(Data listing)
###
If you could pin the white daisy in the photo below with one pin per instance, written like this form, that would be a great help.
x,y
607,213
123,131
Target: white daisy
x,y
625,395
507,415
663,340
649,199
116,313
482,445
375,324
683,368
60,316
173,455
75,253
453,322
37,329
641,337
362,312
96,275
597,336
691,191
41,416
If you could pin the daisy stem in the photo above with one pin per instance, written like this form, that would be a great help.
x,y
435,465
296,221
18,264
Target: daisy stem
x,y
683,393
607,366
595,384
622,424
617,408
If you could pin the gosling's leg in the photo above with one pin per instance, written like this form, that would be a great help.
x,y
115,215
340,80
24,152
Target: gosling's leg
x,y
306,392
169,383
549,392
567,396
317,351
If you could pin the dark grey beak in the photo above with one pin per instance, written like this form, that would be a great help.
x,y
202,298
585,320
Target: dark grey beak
###
PROBLEM DETAILS: Retype every row of the data listing above with no changes.

RESPONSE FOR THIS EXERCISE:
If you could pin the white daisy in the photo below with one pin per instance, written like this form, that would be a great help.
x,y
607,213
123,131
Target: white daisy
x,y
625,395
507,415
663,340
649,199
116,313
482,445
375,324
683,368
60,316
173,455
75,253
453,322
37,329
641,337
362,312
96,275
597,336
691,191
41,416
If you could pin the daisy stem in the photo above with one pin per instance, written like this form, that would be a great help.
x,y
435,465
296,221
18,264
Target: daisy stem
x,y
683,393
607,366
595,384
622,424
617,408
If you could pin the gosling's leg in the photo above with one pin per instance, written like this form, that would be a great help.
x,y
115,215
340,80
24,152
Target: gosling's leg
x,y
306,392
169,383
549,392
567,396
317,351
If you could pin the dark grey beak in the photo above with one pin per instance, written like this form, that would be a great help.
x,y
202,298
585,320
Target: dark grey beak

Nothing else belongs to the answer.